Required work = Please rescale the data from the line with "# trace the outline of every instance of the bare" up to and including the final line, and reproduce only those lines in full, requests included. Multiply every coordinate in the answers by 1.05 and round to whole numbers, with halves rounded up. Leave the numbers in the requests and their format samples unchanged.

[Excerpt from a dataset]
----

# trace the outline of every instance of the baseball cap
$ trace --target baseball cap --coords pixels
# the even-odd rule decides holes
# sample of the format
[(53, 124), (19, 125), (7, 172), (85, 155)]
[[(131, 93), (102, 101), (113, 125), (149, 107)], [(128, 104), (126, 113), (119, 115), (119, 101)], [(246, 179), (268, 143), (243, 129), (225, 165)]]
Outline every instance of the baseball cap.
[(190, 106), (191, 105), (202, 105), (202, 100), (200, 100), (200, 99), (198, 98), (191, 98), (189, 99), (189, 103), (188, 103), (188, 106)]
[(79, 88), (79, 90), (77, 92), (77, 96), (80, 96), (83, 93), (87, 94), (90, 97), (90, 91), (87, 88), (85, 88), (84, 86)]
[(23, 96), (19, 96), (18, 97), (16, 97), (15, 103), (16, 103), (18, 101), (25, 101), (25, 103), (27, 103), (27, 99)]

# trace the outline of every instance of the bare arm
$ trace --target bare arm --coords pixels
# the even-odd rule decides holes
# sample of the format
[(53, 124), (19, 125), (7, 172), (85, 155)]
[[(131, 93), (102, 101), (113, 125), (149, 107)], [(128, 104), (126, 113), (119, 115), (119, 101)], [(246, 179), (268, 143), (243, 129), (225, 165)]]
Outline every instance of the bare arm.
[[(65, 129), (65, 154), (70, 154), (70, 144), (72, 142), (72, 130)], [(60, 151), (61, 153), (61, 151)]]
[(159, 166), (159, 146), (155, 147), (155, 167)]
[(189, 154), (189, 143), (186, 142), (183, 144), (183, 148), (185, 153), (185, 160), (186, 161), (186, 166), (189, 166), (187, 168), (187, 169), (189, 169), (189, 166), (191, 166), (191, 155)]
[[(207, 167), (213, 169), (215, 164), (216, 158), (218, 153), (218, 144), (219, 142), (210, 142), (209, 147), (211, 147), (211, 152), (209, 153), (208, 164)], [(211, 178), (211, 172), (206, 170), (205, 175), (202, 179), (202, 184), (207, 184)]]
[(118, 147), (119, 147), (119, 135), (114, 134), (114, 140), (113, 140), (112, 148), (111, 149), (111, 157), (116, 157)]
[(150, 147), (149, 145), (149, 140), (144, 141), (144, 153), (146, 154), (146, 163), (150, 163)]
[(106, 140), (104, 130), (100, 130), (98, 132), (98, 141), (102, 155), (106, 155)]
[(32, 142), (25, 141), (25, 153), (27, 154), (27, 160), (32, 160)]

----

In response =
# trace the outline of every instance of the bare arm
$ trace --target bare arm --coords pixels
# the even-odd rule decides holes
# sample of the format
[(53, 124), (19, 125), (7, 172), (85, 155)]
[[(131, 93), (102, 101), (113, 125), (149, 107)], [(128, 104), (126, 113), (119, 115), (119, 101)], [(246, 179), (268, 143), (243, 129), (225, 165)]]
Outline every instance of the bare arm.
[[(68, 135), (68, 162), (74, 162), (74, 151), (76, 149), (76, 137)], [(63, 159), (64, 161), (64, 159)]]
[(167, 174), (167, 153), (163, 154), (163, 175)]
[(198, 162), (198, 150), (195, 149), (192, 151), (192, 155), (194, 161), (194, 168), (195, 169), (195, 174), (198, 174), (196, 176), (196, 177), (198, 177), (198, 174), (201, 174), (201, 163)]
[[(217, 175), (224, 177), (226, 172), (227, 166), (229, 161), (229, 151), (230, 149), (221, 149), (219, 154), (222, 154), (222, 160), (219, 161), (218, 172)], [(222, 187), (222, 181), (216, 179), (215, 184), (212, 188), (212, 193), (217, 193)]]
[(124, 154), (125, 154), (125, 142), (120, 141), (120, 147), (119, 147), (118, 155), (117, 156), (117, 165), (122, 165)]
[(158, 154), (156, 152), (156, 147), (151, 148), (151, 161), (153, 162), (153, 171), (158, 171)]
[(111, 147), (109, 137), (105, 137), (103, 139), (103, 148), (107, 163), (111, 163)]
[(34, 149), (26, 148), (26, 161), (28, 162), (28, 168), (34, 168)]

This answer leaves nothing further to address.